- _Directions for this task_:
Return the entries below verbatim, starting at the line that contains "If you could mark the soil" and continuing through the last line of the entries, with both ends included.

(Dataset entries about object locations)
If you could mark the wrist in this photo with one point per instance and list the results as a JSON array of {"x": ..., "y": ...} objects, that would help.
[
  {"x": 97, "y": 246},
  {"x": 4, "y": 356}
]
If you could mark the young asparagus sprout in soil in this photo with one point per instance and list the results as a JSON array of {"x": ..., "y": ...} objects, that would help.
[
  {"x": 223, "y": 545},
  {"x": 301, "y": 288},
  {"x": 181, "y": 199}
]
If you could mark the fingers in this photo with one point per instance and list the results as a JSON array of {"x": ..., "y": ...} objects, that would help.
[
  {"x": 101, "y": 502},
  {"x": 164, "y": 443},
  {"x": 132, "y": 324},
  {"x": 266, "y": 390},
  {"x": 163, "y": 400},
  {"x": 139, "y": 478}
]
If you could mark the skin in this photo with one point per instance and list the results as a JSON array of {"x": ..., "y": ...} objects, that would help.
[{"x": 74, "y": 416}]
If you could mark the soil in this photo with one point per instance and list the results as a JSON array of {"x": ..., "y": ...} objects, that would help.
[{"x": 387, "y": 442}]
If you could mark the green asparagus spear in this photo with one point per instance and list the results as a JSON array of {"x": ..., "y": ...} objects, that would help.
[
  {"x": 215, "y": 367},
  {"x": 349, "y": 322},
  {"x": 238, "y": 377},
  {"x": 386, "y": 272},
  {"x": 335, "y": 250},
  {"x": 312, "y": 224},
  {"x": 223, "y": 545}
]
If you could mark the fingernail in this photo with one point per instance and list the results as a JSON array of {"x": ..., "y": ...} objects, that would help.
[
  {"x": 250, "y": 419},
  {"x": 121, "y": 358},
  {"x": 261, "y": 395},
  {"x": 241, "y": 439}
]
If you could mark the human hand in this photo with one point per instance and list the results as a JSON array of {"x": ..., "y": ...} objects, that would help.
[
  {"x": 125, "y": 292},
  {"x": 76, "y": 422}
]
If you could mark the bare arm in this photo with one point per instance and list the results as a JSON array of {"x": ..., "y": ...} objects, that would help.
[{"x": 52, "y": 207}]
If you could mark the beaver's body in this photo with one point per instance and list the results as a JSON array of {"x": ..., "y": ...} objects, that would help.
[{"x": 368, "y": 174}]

- _Final result_:
If you could mark the soil in this photo with one point per instance and list the results as a JSON array of {"x": ..., "y": ...} objects, that would help.
[{"x": 387, "y": 442}]
If you could mark the green asparagus spear in this photo with one point per instance and list the results as a JSON array of {"x": ..., "y": ...} objects, that would help.
[
  {"x": 215, "y": 367},
  {"x": 349, "y": 322},
  {"x": 238, "y": 377},
  {"x": 386, "y": 272},
  {"x": 335, "y": 250},
  {"x": 312, "y": 224},
  {"x": 223, "y": 545}
]
If you could mark the fingernail in this photo with one point per instance and list the results as a JSON array of {"x": ..., "y": ...} objects, that would help.
[
  {"x": 250, "y": 419},
  {"x": 121, "y": 358},
  {"x": 261, "y": 395},
  {"x": 241, "y": 439}
]
If you could mark the human hand in this photo with one point per instance and list the results as a JSON array of {"x": ..., "y": ...} objects, that would help.
[
  {"x": 125, "y": 292},
  {"x": 76, "y": 422}
]
If you could mark the bare arm in this photo with one point per instance and list the results as a JSON array of {"x": ..., "y": ...} objects, that would help.
[{"x": 52, "y": 207}]
If you could mark the beaver's body in this photo with one point per instance and list the results as a JSON array of {"x": ..., "y": ...} objects, that would help.
[{"x": 368, "y": 174}]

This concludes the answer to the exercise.